Texto para leer:
════════════════

En aquellos años la impunidad era mayor. Si alguien hubiera insinuado entonces
que Graullera tenía que pasar por los tribunales, seguro que Adolfo hubiera
dicho: pero bueno, y para qué están los tribunales. Acto seguido
habría encargado aPérez Llorca, «el zorro plateado», que se
encargara del asunto.
José Luis
Graullera se vio implicado en el juicio contra Mario Conde.
Lo que
hundió a Conde fue su intención de echar un pulso al Estado. En la escalada de
ambición de este tipo de personaje hay un momento que pierden la noción de los
espacios. Y el Estado es una mierda, sí, pero como enemigo es implacable.
Hay una
famosa carta que usted reproduce íntegra y en castellano en su biografía de
Suárez de 2009. Me refiero a la que presuntamente envió el Rey al Sha de Persia
pidiendo diez millones de dólares para la UCD, el nuevo partido de Adolfo
Suárez. Esta carta aparece citada también en Los que le llamábamos
Adolfo, el libro del periodista Luis Herrero (La esfera de los libros,
2007). ¿Se financió de este modo la creación de UCD?
Según Suárez
en su partido no entró ni un duro proveniente de esa fuente. Tuve que comprar
el libro —The Sha and I de Asadollah Alam, un antiguo
ministro de Reza Pahlevi— en el que aparece esa carta. lo compré en
EE. UU. Y gracias a mi mujer, que traduce del inglés, realicé la transcripción
en castellano.
Pero hay
diferentes versiones sobre las fuentes de financiación de la UCD. Se habla de
Irán, de Arabia Saudí, de los bancos españoles, de la CIA….
Hay un
nombre importante en este asunto, el de Prado y Colón de Carvajal, el amigo del
Rey. Este señor, que era un personaje absolutamente increíble, es otro que se
ha llevado muchos secretos a la tumba. En mi libro cuento que se aprovecha de
que Suárez no habla inglés para confundirlo con los millones y los miles.

════════════════

Datos registrados:
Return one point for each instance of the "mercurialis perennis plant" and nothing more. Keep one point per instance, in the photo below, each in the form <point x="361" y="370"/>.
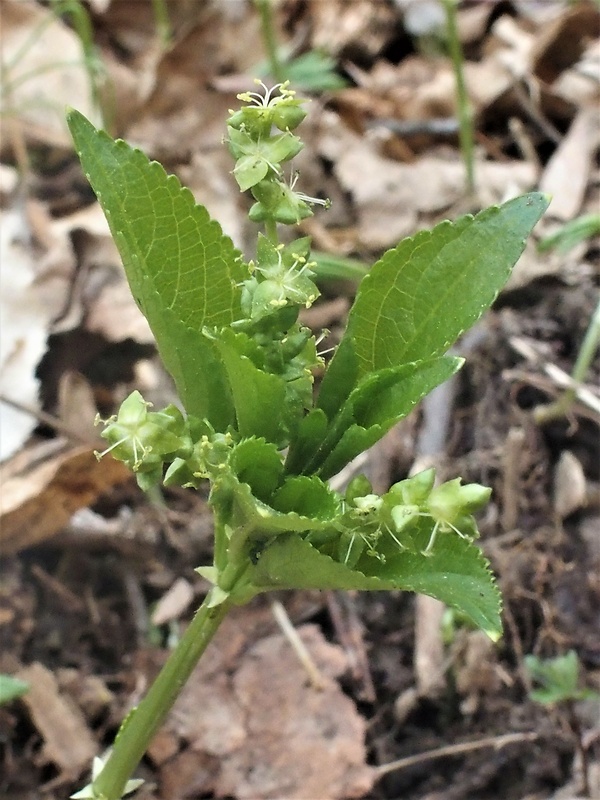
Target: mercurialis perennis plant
<point x="229" y="332"/>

════════════════

Ejercicios:
A) Según el texto sobre Adolfo Suárez, ¿cuánto dinero pedía la carta que presuntamente envió el Rey al Sha de Persia?
B) Reescribe el fragmento del texto sobre Adolfo Suárez que empieza en las palabras "En aquellos años" y termina tras "contra Mario Conde.", sustituyendo "tribunales" por "jueces".
C) Prosigue el texto sobre Adolfo Suárez a partir de su última frase.
El material no interviene en nada de esto.

Respuestas:
A) Diez millones de dólares.

B)
En aquellos años la impunidad era mayor. Si alguien hubiera insinuado entonces
que Graullera tenía que pasar por los jueces, seguro que Adolfo hubiera
dicho: pero bueno, y para qué están los jueces. Acto seguido
habría encargado aPérez Llorca, «el zorro plateado», que se
encargara del asunto.
José Luis
Graullera se vio implicado en el juicio contra Mario Conde.

C)
Es muy
importante, hablando de la financiación, el dinero que se pone para liquidar a
Suárez. Llega un momento en que la CEOE, y a su cabeza Ferrer Salat,
piensa que Adolfo Suárez es un peligroso izquierdista, que es capaz de pactar
con el PSOE, o peor, con el PCE. Recuerdo haber hablado de este tema con Ferrer
Salat en el 79, cuando preparaba el primer libro sobre Suárez. Entonces estaban
muy amedrentados porque Adolfo Suárez había ganado las elecciones. Ahí se monta
la conspiración para acabar con Suárez desde dentro del partido. Comenzaron a
decir que los iba a llevar a la ruina. Curiosamente se decían entonces de
Suárez cosas parecidas a las que hoy se dicen de Mariano Rajoy.
Pero con la diferencia de que Rajoy tiene mayoría absoluta y es gallego —que
eso es importante— y no les hace ni puto caso.
Entonces
Suárez no dimite, sino que lo hacen dimitir. ¿Es así?
Absolutamente.
Entre la derecha, el ejército y el Rey, se lo cargan.
La
historia de que los generales le ponen a Suárez las pistolas encima de la mesa
¿es verdad o una leyenda?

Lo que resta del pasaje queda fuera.